┏━━
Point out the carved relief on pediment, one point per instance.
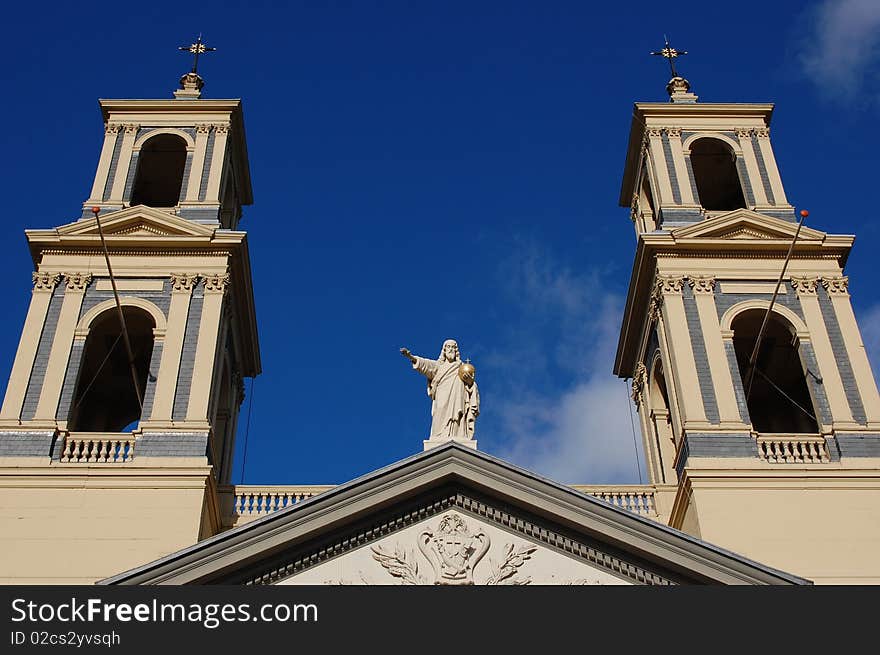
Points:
(453, 549)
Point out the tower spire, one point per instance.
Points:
(678, 88)
(191, 83)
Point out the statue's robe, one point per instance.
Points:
(455, 405)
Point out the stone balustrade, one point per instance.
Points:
(638, 499)
(98, 448)
(244, 503)
(793, 449)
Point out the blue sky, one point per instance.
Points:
(431, 170)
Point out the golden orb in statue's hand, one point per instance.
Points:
(467, 373)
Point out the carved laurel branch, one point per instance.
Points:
(399, 565)
(513, 560)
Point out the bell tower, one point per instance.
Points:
(764, 447)
(139, 445)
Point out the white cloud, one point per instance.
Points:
(578, 431)
(843, 48)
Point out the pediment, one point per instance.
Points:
(452, 509)
(744, 224)
(137, 222)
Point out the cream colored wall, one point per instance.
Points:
(78, 524)
(816, 521)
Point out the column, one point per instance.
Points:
(215, 173)
(111, 130)
(61, 345)
(44, 286)
(704, 296)
(198, 164)
(684, 368)
(684, 183)
(182, 285)
(837, 402)
(118, 189)
(658, 162)
(744, 134)
(763, 134)
(837, 288)
(206, 348)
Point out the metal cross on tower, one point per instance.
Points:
(670, 53)
(196, 49)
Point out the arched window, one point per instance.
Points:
(718, 184)
(779, 400)
(105, 399)
(160, 171)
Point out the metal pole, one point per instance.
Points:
(137, 391)
(753, 359)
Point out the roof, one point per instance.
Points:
(377, 504)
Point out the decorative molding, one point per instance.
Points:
(78, 281)
(183, 281)
(238, 382)
(634, 208)
(702, 283)
(655, 303)
(805, 285)
(836, 286)
(46, 281)
(605, 561)
(670, 284)
(640, 380)
(216, 283)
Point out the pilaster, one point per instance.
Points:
(182, 285)
(111, 133)
(704, 297)
(76, 284)
(215, 174)
(198, 164)
(744, 135)
(658, 162)
(763, 136)
(209, 330)
(684, 371)
(44, 286)
(837, 288)
(128, 138)
(841, 416)
(681, 172)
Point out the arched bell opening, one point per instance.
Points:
(104, 399)
(718, 183)
(159, 176)
(779, 399)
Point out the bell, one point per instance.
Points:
(467, 373)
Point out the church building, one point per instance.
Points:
(758, 409)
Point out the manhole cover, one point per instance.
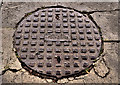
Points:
(57, 42)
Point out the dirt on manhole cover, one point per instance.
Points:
(57, 42)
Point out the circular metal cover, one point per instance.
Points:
(57, 41)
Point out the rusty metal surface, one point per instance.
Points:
(57, 41)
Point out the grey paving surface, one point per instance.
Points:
(104, 14)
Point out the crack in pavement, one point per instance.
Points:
(91, 12)
(107, 73)
(9, 69)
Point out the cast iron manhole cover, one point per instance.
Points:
(57, 42)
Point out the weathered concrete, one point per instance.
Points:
(108, 22)
(13, 12)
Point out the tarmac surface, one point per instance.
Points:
(103, 14)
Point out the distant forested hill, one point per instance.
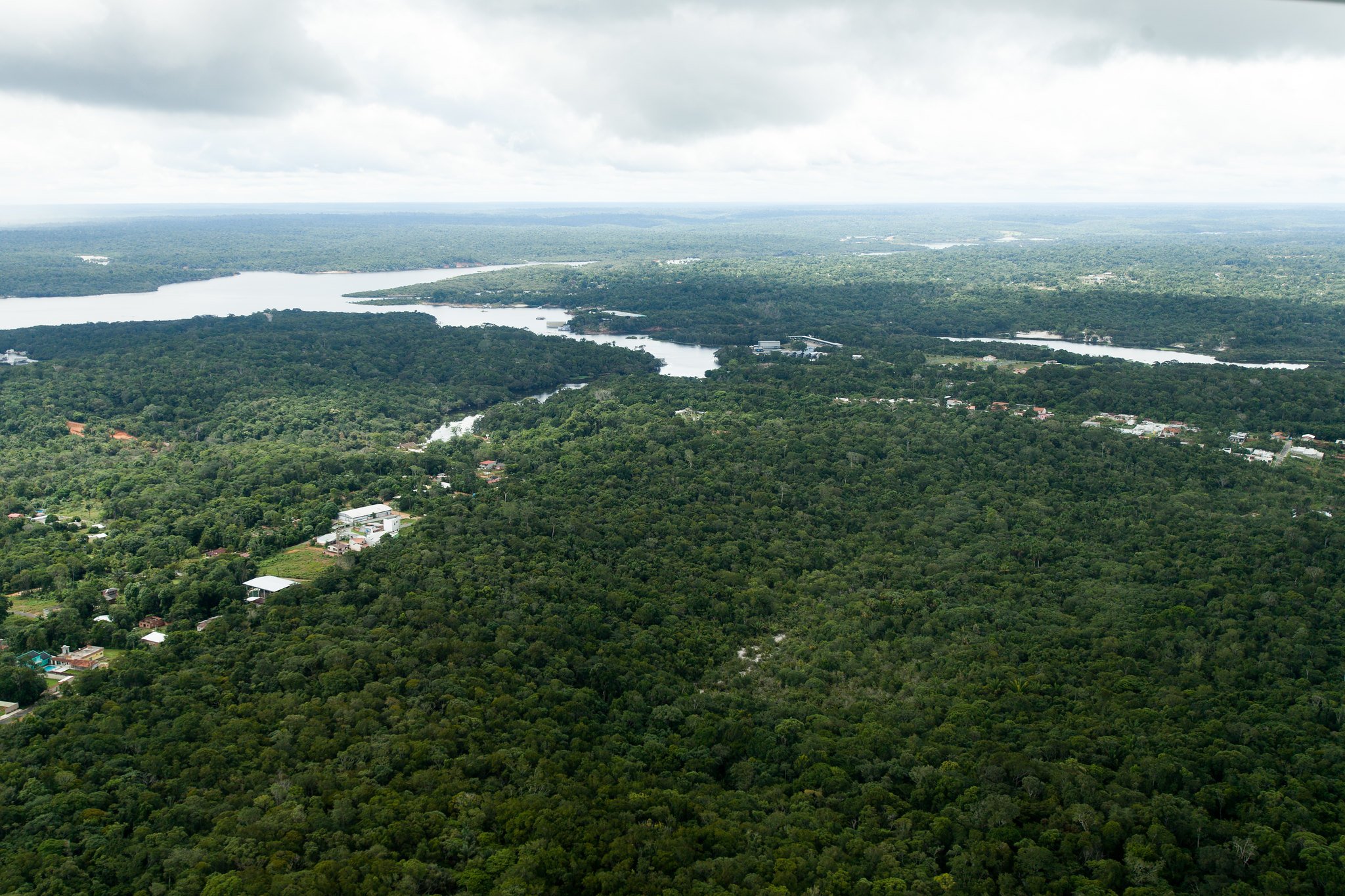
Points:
(778, 644)
(283, 373)
(1283, 253)
(1264, 313)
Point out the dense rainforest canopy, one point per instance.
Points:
(808, 625)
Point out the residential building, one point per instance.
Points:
(363, 515)
(39, 660)
(87, 657)
(264, 586)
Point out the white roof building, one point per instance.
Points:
(365, 513)
(265, 585)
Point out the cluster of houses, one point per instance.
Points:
(361, 528)
(87, 657)
(1305, 452)
(1002, 408)
(1132, 425)
(811, 347)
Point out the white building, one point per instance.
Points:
(264, 586)
(363, 515)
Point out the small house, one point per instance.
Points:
(87, 657)
(264, 586)
(363, 515)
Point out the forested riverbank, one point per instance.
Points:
(772, 644)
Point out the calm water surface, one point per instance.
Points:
(257, 292)
(1142, 355)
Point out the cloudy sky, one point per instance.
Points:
(632, 100)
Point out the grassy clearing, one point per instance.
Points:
(32, 603)
(301, 563)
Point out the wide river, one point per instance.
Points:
(257, 292)
(1142, 355)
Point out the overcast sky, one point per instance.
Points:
(630, 100)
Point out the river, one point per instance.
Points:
(257, 292)
(1142, 355)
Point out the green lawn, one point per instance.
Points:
(32, 603)
(304, 562)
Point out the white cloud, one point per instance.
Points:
(422, 100)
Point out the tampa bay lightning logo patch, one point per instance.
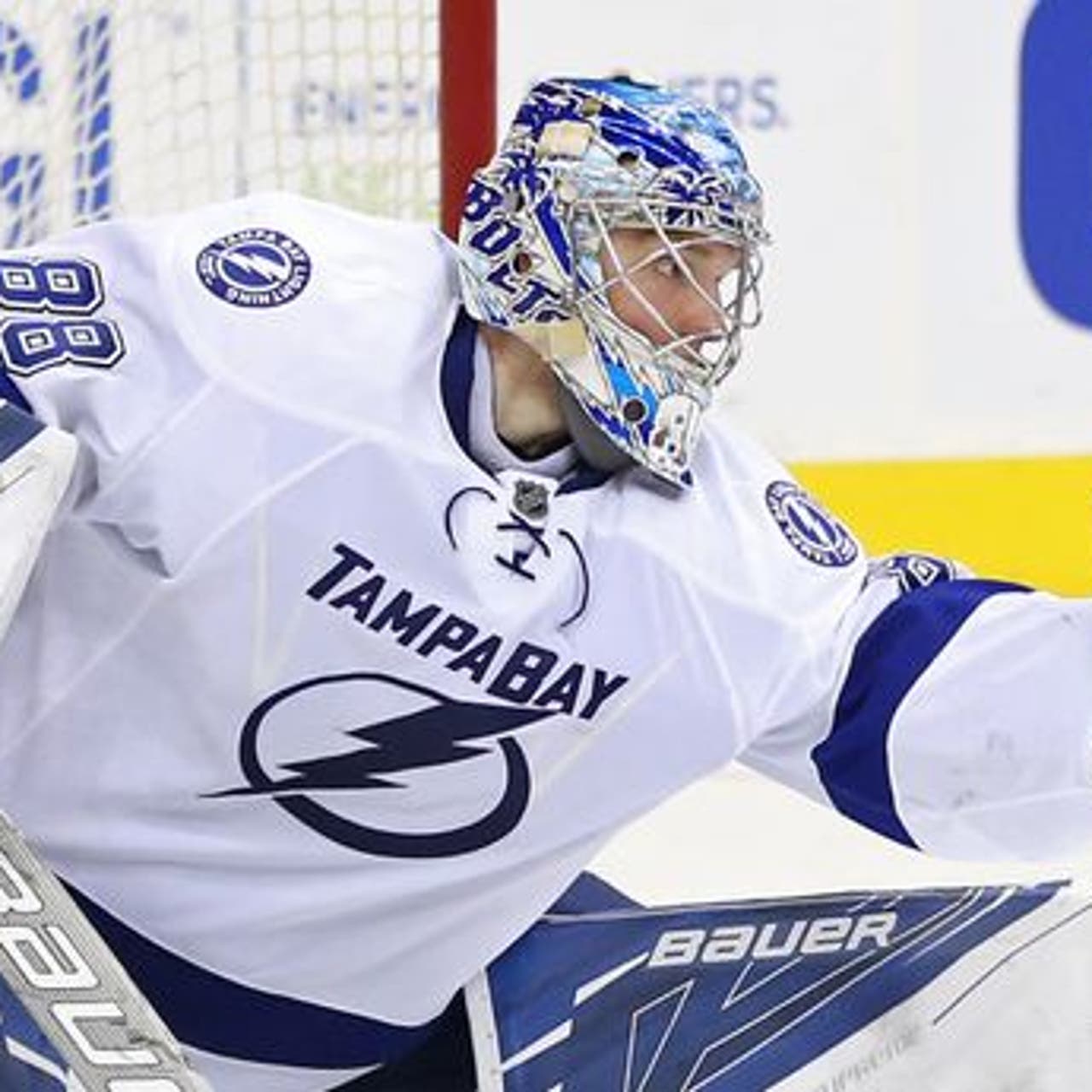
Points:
┗━━
-- PROMPT --
Please retype the rows starting at the line that contains "Point out the wide" and ending at the last line of the rows, with the pictures left out.

-- IN RESPONSE --
Point out the wide river, one point per instance.
Points:
(257, 292)
(1142, 355)
Point out the overcast sky, one point per instance.
Points:
(630, 100)
Point out the river, one point per instance.
Points:
(257, 292)
(1142, 355)
Point out the green lawn, one point per instance.
Points:
(32, 603)
(304, 562)
Point out the white cloud, one point per instance.
Points:
(422, 100)
Point out the tampa bay lightning logo patch, one point per instance.
Points:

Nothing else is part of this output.